Source document:
<<<<

Redford and Pollack reunited in 1986 to make OUT OF AFRICA, the lush, epic version of this film.

In both movies, Redford plays a handsome adventurer, who can't be pinned down by the woman who loves him. She fights and screams to get him to settle down with her, but refuses to bend at all herself, standing true to her goals and principles, despite the trouble they cause. They fall in love with him after an early, emotional meeting, and end the movie alone, after he has departed, saddened but proud, and defiant as ever.

In both movies, Pollack wavers, meanders and loses his way a bit. Sub-themes enter - McCarthyism, Colonialism - but they're just backdrops to the romance, which takes over the film. Both films end on a tear jerking emotional note, pining for the love that might have been.

Difference: OUT OF AFRICA is remembered for it's scenery, music, that wonderful flying scene, its Oscars. It's missing one thing: the incomparable Barbra Streisand.

>>>>

Recorded data:
<<<<

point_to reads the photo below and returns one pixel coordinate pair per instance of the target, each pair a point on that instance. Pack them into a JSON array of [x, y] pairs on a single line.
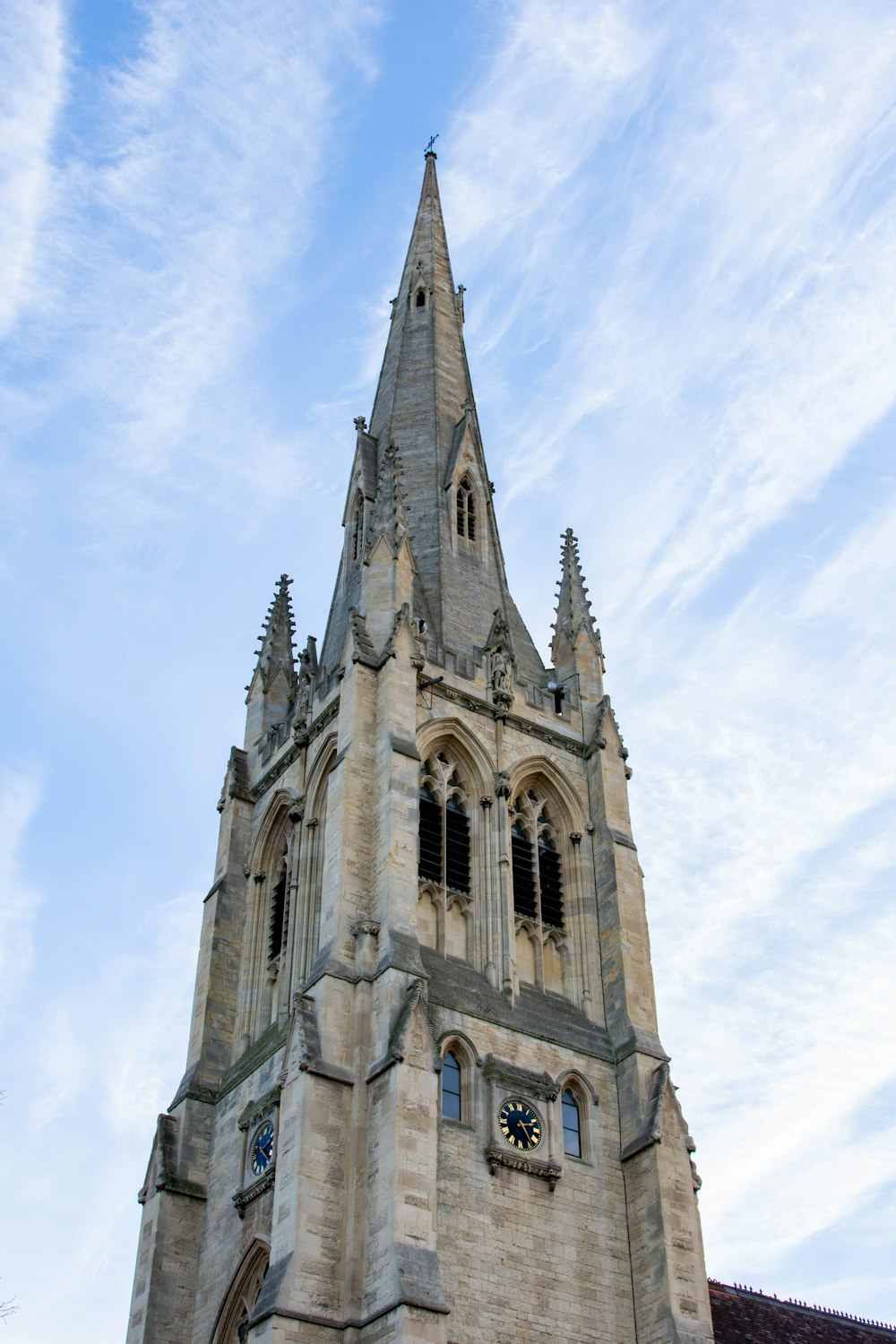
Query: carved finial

>>>>

Required work:
[1] In the film review, rewrite the part that opens with the words containing "In both movies, Redford" and closes with "incomparable Barbra Streisand.", changing "Pollack" to "the director".
[2] List everything the film review says OUT OF AFRICA is remembered for.
[3] According to the film review, why are the sub-themes in both movies no more than backdrops?

The results:
[1]
In both movies, Redford plays a handsome adventurer, who can't be pinned down by the woman who loves him. She fights and screams to get him to settle down with her, but refuses to bend at all herself, standing true to her goals and principles, despite the trouble they cause. They fall in love with him after an early, emotional meeting, and end the movie alone, after he has departed, saddened but proud, and defiant as ever.

In both movies, the director wavers, meanders and loses his way a bit. Sub-themes enter - McCarthyism, Colonialism - but they're just backdrops to the romance, which takes over the film. Both films end on a tear jerking emotional note, pining for the love that might have been.

Difference: OUT OF AFRICA is remembered for it's scenery, music, that wonderful flying scene, its Oscars. It's missing one thing: the incomparable Barbra Streisand.

[2]
- Its scenery
- Its music
- That wonderful flying scene
- Its Oscars

[3] The sub-themes, McCarthyism and Colonialism, are only backdrops because the romance takes over the film.